WRITTEN EXERCISE »
Copy out all of the material below character for character, with every line kept as it is.

SUPPLIED INFORMATION »
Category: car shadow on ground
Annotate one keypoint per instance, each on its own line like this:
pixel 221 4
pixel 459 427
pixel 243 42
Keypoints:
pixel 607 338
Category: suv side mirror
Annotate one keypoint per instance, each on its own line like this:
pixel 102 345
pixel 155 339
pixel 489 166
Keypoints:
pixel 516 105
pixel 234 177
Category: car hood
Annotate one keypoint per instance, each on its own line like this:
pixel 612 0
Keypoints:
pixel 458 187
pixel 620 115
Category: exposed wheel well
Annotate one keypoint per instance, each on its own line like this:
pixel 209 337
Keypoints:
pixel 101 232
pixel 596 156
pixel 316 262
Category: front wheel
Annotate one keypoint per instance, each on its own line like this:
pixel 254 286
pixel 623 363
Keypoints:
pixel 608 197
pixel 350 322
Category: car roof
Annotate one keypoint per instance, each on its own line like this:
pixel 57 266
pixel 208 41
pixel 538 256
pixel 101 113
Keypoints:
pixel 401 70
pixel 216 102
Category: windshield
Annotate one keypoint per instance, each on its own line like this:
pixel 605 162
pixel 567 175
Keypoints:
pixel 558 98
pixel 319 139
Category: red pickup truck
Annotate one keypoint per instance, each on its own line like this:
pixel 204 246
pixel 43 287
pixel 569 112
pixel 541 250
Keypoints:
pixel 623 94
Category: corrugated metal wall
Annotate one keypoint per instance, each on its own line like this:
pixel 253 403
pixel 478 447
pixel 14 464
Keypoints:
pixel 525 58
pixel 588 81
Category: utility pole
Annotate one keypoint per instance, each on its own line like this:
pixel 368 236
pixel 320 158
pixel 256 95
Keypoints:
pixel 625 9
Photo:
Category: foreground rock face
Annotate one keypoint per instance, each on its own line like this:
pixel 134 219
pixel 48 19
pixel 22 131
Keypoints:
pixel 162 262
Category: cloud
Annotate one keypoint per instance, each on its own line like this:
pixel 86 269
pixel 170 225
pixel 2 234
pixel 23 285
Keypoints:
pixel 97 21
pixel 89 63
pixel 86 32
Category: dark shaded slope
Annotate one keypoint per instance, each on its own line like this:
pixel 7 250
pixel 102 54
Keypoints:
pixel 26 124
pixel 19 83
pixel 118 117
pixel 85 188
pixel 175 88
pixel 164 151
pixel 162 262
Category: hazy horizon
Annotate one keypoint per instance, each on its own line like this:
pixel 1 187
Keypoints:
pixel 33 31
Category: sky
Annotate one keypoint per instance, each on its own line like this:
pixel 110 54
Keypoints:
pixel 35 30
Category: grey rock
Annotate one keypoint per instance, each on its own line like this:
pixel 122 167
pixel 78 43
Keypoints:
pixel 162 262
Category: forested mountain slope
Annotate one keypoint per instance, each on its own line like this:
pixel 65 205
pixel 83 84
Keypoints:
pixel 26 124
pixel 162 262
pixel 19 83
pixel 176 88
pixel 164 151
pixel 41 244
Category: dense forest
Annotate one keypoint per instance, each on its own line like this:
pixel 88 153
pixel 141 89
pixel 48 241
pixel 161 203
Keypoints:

RESULT »
Category: car shadow on ground
Annotate one keypoint per instance, each on its own line like this:
pixel 221 4
pixel 459 427
pixel 243 42
Keypoints:
pixel 607 338
Category: suv side mirror
Annotate one keypoint per instance, each on its own line like this:
pixel 102 345
pixel 155 339
pixel 489 166
Keypoints:
pixel 516 105
pixel 234 177
Category: car hood
Annotate one keypoint per instance, each on its own line like this:
pixel 612 0
Keypoints:
pixel 458 187
pixel 620 115
Category: exposed wheel well
Annotate one keypoint per instance, each on its own line like this:
pixel 209 337
Keypoints:
pixel 101 232
pixel 596 156
pixel 316 262
Category: front wheel
Annotate one keypoint per instance, each on its own line like this:
pixel 254 286
pixel 623 363
Keypoints:
pixel 608 197
pixel 350 322
Category: car roof
Annotate one keypoint per instance, each on its own line like this:
pixel 57 266
pixel 208 41
pixel 538 256
pixel 101 113
Keypoints:
pixel 401 70
pixel 216 102
Category: windshield
Annotate one keypoint per instance, each on its own line like this:
pixel 605 162
pixel 567 175
Keypoints:
pixel 558 98
pixel 319 139
Category: red pickup truck
Annotate one keypoint per instance, each on its own line like this:
pixel 204 246
pixel 43 287
pixel 569 112
pixel 541 250
Keypoints:
pixel 623 94
Category: corrugated metal wall
Annotate one keypoint per instance, each on its own line like this:
pixel 253 403
pixel 478 447
pixel 14 464
Keypoints:
pixel 525 58
pixel 588 81
Category: utility pole
Annotate one keypoint per instance, each on its own line like this:
pixel 368 236
pixel 320 158
pixel 256 95
Keypoints:
pixel 625 9
Photo:
Category: foreground rock face
Annotate one keypoint per instance, each on its own line like this:
pixel 134 219
pixel 48 19
pixel 22 131
Keypoints:
pixel 162 262
Category: cloud
Annotate one keypoint per instance, each on its own line like this:
pixel 86 269
pixel 170 225
pixel 2 234
pixel 23 285
Keypoints:
pixel 97 21
pixel 89 63
pixel 86 32
Category: dark shaded slope
Annotate one keypoint per instance, each on its own line like this:
pixel 7 250
pixel 102 54
Keypoints:
pixel 26 124
pixel 19 83
pixel 118 117
pixel 85 188
pixel 175 88
pixel 164 151
pixel 162 262
Category: hazy horizon
Annotate one keypoint per instance, each on its own line like this:
pixel 1 187
Keypoints:
pixel 33 31
Category: sky
Annotate one keypoint per instance, each on its own line like this:
pixel 110 54
Keypoints:
pixel 35 30
Category: grey rock
Annotate one keypoint per instance, each on its own line like this:
pixel 122 167
pixel 78 43
Keypoints:
pixel 162 262
Category: forested mountain slope
Annotate one keypoint per instance, each on its own line like this:
pixel 65 205
pixel 83 84
Keypoints:
pixel 26 124
pixel 162 262
pixel 19 83
pixel 176 88
pixel 164 151
pixel 41 244
Category: dense forest
Annotate one keypoint per instance, each on its own line like this:
pixel 88 153
pixel 141 89
pixel 48 241
pixel 161 203
Keypoints:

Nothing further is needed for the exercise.